# GOAL OF THE EXERCISE
Rewrite the lines from the line with "The label file claims the dark grey" to the line with "322 273 428 449", both included, keeping every request unchanged and multiplying each bounding box coordinate in the answers by 0.8, rounded to the nearest whole number with halves rounded up. Give only these lines.

# PROVIDED ENTRIES
────────────────────
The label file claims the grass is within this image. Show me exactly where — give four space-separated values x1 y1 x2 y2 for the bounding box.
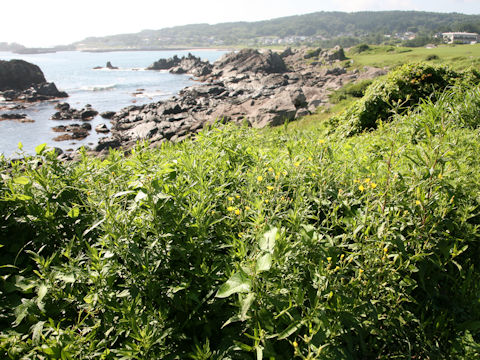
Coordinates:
346 44 480 70
0 65 480 359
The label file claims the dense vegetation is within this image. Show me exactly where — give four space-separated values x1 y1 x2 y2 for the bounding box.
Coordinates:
0 62 480 359
73 11 480 48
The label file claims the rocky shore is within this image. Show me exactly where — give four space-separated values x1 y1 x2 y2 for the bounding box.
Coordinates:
95 47 386 152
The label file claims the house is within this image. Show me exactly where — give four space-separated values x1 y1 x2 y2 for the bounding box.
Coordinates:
442 32 480 44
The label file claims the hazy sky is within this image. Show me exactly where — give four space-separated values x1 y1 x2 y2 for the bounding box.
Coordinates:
0 0 480 46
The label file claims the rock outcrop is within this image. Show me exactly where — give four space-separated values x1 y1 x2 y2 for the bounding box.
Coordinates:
0 60 68 102
147 53 212 77
51 103 98 121
96 48 383 151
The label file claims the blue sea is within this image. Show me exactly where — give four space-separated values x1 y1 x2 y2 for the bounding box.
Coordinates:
0 50 225 157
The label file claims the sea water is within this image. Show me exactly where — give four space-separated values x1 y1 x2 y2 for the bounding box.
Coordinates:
0 50 225 156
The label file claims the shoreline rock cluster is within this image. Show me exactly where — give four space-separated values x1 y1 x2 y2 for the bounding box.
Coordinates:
95 48 386 152
0 60 68 102
146 53 212 77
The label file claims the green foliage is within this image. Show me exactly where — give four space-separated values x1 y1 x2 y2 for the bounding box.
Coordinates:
331 63 468 136
329 80 372 104
0 80 480 359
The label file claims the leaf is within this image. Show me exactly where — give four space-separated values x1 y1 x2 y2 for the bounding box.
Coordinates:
82 218 107 236
277 321 303 340
13 299 35 326
112 190 134 198
13 176 30 185
256 253 272 273
240 293 255 321
37 284 48 305
135 190 148 203
35 143 47 155
67 206 80 219
215 271 251 298
258 227 278 253
55 274 75 284
32 321 45 345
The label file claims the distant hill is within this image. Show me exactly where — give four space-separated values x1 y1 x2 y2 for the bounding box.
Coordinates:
73 11 480 49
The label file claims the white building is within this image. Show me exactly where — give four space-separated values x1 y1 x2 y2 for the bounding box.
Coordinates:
442 32 479 44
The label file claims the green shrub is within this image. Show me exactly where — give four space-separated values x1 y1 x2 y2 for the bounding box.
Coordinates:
332 63 460 136
0 80 480 360
329 80 372 104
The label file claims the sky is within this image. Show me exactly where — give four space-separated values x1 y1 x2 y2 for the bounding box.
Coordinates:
0 0 480 47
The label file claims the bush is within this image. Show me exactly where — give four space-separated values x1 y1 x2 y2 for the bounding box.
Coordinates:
331 63 460 136
329 80 372 104
0 81 480 360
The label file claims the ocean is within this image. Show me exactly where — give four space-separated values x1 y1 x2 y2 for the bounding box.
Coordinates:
0 50 225 157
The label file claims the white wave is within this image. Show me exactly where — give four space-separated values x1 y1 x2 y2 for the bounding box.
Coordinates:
80 84 117 91
133 90 173 99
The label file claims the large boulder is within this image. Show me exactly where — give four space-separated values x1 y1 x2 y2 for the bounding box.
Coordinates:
0 60 47 91
0 60 68 102
147 53 212 76
212 49 287 76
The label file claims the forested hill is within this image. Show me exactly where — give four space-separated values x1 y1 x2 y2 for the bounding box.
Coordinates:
74 11 480 48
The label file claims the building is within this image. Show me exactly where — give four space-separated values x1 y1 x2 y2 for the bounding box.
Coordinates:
442 32 479 44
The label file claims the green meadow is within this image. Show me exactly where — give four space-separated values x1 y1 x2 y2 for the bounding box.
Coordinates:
0 50 480 360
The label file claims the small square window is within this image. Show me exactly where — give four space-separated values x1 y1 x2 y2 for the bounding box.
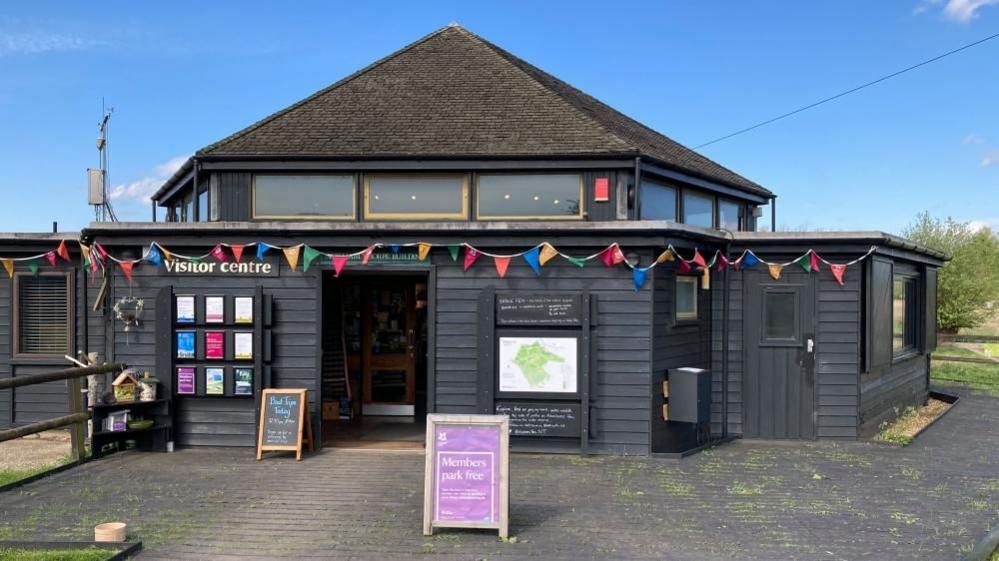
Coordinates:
674 275 700 321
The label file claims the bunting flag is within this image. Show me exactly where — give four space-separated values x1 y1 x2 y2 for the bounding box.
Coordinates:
739 251 760 271
302 246 322 273
691 249 708 269
257 242 271 261
333 255 350 278
656 247 676 265
212 244 229 263
146 244 163 267
281 245 302 271
118 261 135 282
767 263 784 280
493 257 510 278
829 263 846 286
416 242 432 261
631 267 649 292
361 245 375 265
56 240 70 262
464 247 479 271
538 242 558 265
524 247 541 276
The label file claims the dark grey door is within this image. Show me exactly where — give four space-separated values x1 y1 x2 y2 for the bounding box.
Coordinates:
742 265 816 439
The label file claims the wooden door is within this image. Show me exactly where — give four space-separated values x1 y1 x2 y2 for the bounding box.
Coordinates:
742 268 816 439
362 280 417 415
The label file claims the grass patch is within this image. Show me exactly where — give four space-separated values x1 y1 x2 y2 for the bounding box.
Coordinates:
930 360 999 396
0 547 115 561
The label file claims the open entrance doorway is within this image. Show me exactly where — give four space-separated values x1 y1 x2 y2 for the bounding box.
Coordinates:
322 273 428 449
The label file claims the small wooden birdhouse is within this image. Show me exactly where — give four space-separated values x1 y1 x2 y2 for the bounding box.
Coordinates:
111 371 138 403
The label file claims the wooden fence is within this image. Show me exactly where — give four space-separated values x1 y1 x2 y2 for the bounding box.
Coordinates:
0 363 125 462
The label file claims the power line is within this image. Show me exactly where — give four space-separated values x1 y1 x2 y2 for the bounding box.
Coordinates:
694 33 999 150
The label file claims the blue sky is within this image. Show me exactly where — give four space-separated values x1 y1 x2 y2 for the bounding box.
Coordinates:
0 0 999 231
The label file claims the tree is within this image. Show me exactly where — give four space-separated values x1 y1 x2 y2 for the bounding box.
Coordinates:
902 212 999 333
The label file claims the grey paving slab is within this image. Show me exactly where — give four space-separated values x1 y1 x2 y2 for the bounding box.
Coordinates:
0 384 999 561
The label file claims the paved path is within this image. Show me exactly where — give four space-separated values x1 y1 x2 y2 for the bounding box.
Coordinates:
0 388 999 561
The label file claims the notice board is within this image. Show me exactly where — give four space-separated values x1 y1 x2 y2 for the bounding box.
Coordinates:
423 414 510 538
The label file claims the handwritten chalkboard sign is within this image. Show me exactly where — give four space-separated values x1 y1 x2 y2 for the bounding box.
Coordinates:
496 401 580 438
257 389 313 460
496 294 583 326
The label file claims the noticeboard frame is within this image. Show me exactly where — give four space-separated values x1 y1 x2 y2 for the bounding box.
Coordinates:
423 413 510 538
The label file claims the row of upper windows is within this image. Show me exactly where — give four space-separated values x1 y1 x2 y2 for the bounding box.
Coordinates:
638 179 749 232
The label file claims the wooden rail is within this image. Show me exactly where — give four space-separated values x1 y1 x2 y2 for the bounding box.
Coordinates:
0 363 125 462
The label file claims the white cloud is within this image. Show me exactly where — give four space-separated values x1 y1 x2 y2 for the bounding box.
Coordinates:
0 32 106 57
913 0 999 23
978 150 999 168
108 156 187 202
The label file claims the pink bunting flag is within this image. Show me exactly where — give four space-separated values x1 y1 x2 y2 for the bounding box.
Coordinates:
493 257 510 278
212 244 229 263
464 247 480 271
829 263 846 286
119 261 135 282
361 245 375 265
333 255 350 277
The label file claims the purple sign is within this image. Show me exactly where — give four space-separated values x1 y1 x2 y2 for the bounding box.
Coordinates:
434 423 500 524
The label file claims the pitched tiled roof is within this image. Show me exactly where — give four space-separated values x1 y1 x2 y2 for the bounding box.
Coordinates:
197 25 770 195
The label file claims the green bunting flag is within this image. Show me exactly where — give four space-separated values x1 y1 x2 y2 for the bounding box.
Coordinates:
302 246 322 273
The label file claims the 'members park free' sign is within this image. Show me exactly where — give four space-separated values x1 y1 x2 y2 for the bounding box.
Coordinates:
423 415 510 538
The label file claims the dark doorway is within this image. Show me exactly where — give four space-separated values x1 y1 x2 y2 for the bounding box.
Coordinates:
742 268 816 439
322 274 428 448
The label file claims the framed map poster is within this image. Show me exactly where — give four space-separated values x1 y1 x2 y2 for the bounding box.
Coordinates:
497 336 579 395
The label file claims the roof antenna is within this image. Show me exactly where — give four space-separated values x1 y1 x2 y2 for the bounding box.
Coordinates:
87 97 118 222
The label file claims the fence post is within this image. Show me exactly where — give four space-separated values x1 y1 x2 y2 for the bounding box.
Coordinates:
66 378 87 463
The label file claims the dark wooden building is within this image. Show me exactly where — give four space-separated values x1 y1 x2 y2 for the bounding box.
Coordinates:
0 26 945 454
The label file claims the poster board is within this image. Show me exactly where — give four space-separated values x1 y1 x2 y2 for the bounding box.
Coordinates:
423 414 510 538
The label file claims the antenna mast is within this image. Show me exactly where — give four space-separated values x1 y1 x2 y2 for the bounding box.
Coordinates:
87 98 118 222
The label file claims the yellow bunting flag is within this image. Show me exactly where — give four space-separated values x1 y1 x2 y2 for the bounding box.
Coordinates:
281 245 302 271
767 263 784 280
538 242 558 265
656 247 676 265
417 242 432 261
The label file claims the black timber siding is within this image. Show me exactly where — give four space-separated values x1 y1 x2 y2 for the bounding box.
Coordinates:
431 247 652 454
104 249 320 446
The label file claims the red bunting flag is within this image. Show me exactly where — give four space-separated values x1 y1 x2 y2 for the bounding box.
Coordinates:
691 249 708 269
493 257 510 278
361 245 375 265
56 240 69 261
333 255 350 277
119 261 135 282
829 263 846 286
212 244 229 263
464 246 479 271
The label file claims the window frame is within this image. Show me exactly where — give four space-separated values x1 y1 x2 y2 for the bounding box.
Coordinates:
250 172 357 222
10 271 74 360
361 172 470 221
889 272 922 362
673 273 701 324
475 171 586 222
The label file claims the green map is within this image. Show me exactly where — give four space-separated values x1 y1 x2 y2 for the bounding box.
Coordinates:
513 341 565 388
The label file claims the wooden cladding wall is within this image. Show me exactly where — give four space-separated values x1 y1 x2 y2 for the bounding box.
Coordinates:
431 247 652 454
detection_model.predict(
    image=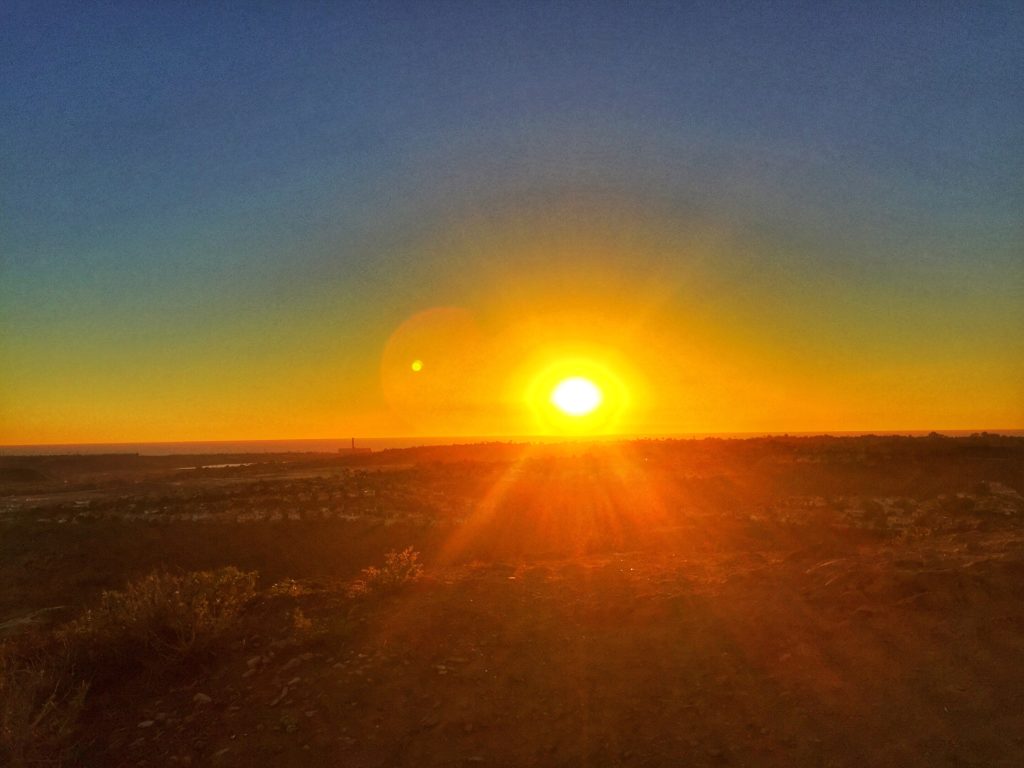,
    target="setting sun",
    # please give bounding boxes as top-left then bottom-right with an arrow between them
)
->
551,376 -> 603,416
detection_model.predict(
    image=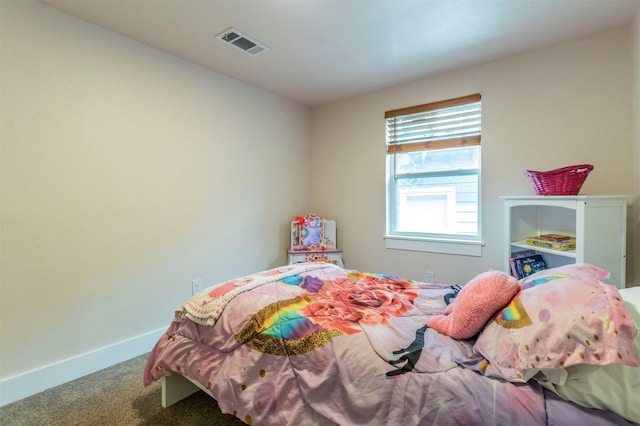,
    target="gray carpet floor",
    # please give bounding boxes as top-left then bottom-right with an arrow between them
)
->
0,355 -> 244,426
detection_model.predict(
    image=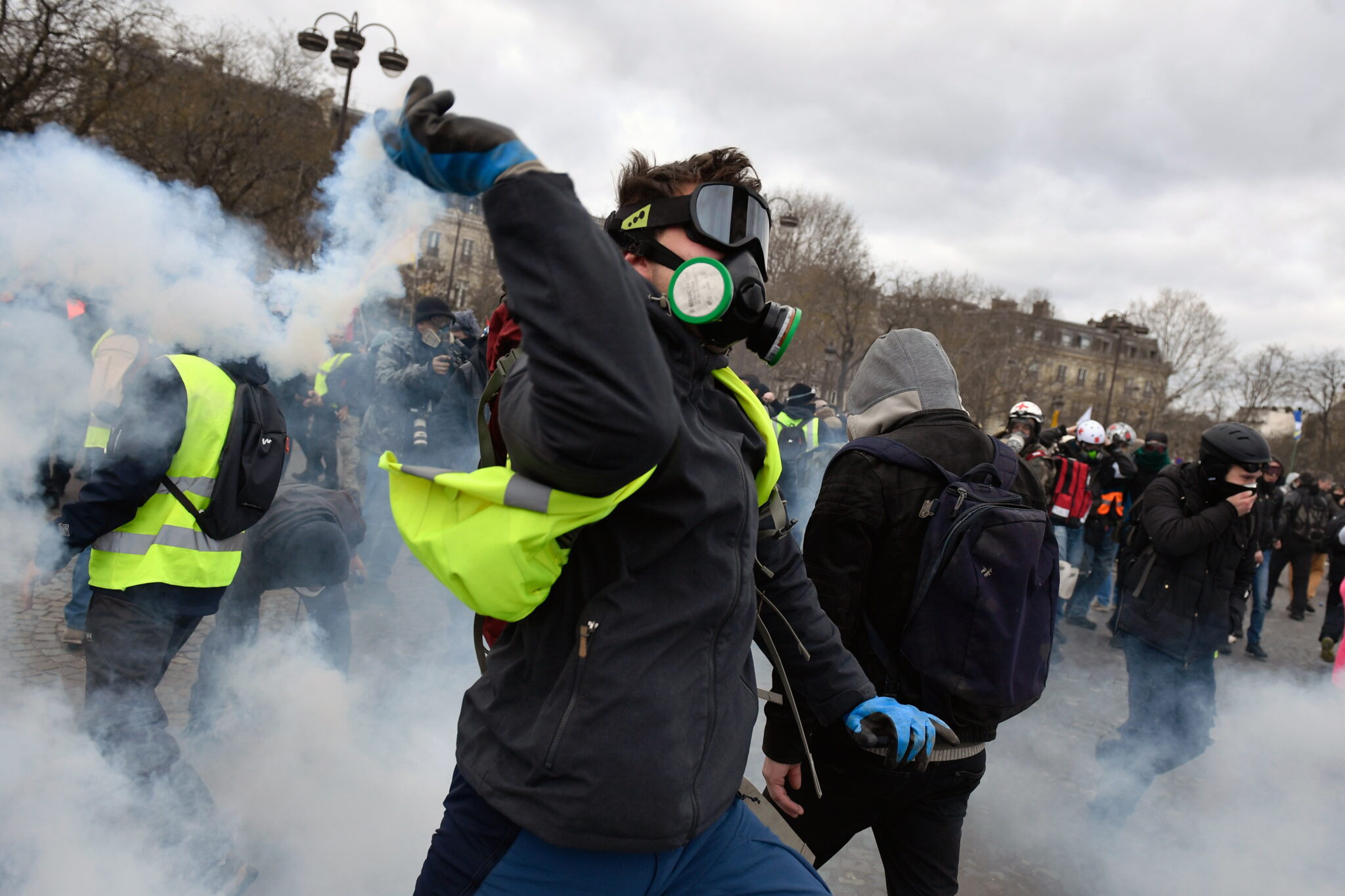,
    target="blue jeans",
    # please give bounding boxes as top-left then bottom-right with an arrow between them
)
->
359,454 -> 402,582
1090,634 -> 1214,825
1050,525 -> 1084,568
416,771 -> 831,896
1246,548 -> 1275,643
1065,532 -> 1120,616
66,548 -> 93,631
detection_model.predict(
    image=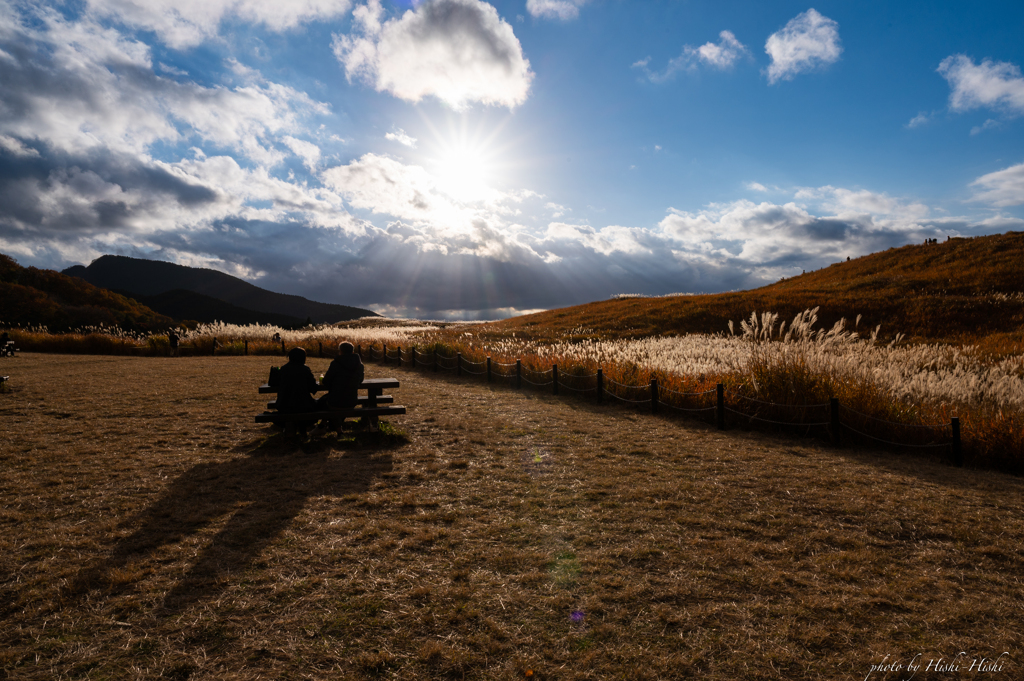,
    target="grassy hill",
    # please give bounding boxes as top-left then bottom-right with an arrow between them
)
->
126,289 -> 306,329
63,255 -> 377,326
0,254 -> 174,332
481,232 -> 1024,348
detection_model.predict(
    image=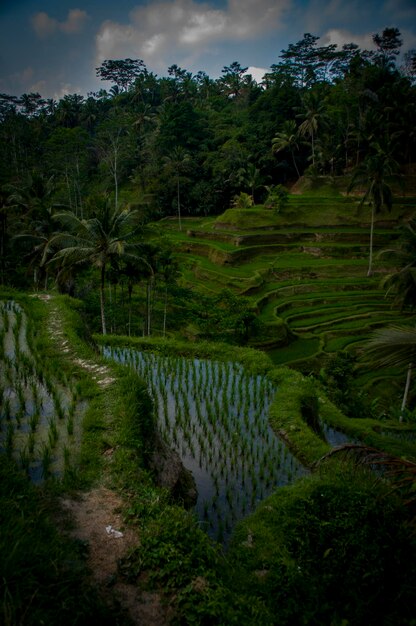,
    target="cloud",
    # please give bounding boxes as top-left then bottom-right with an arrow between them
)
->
32,11 -> 58,39
32,9 -> 88,39
58,9 -> 88,35
319,28 -> 375,50
96,0 -> 292,71
246,65 -> 270,85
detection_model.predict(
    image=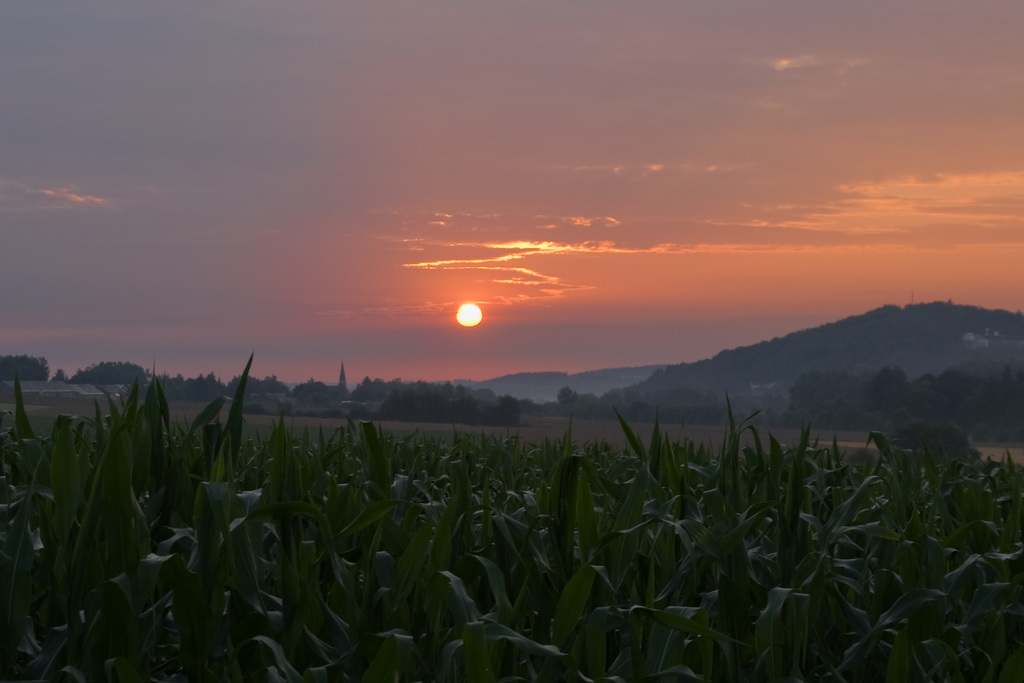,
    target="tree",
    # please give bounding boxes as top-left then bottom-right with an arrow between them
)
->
864,366 -> 910,415
71,360 -> 150,384
0,355 -> 50,382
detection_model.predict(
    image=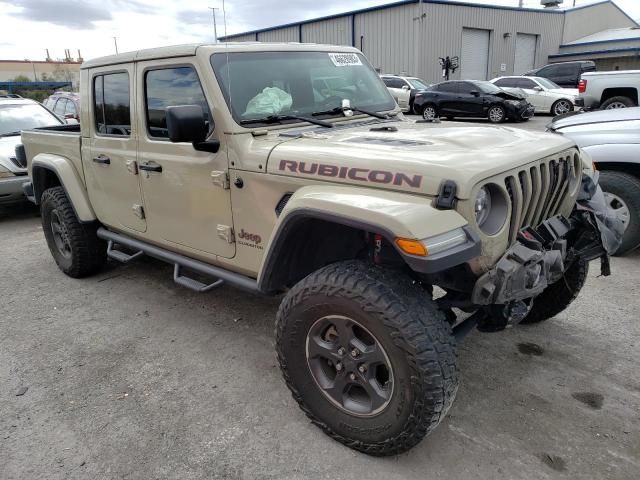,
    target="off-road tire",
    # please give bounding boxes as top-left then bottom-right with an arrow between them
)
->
420,103 -> 440,120
598,171 -> 640,256
276,261 -> 459,456
551,98 -> 574,116
40,187 -> 107,278
600,97 -> 637,110
520,260 -> 589,325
────────────────────
# RESULT OF THE EXERCISE
The label file claims the dark grey door is within this image. Show me exactly where — give four space-separated values x1 y1 x2 y2 for the bounding box.
Coordinates:
594 212 653 351
The label file claims the wooden door is within this image. Show me exactly where — give four space-separated values x1 y1 x2 y2 for the bounding box.
Coordinates:
594 214 653 351
290 224 334 332
The label file claims the grass patch is within this image. Show me exactly where — give four space-separated values x1 y1 x2 y2 for the bounding box.
Coordinates:
744 288 799 317
0 438 92 449
The label file claims the open entrance doorway is within this image. Show me exactly where — give four space-separated values x1 y1 x2 y2 for the bounding box.
Coordinates:
258 218 342 359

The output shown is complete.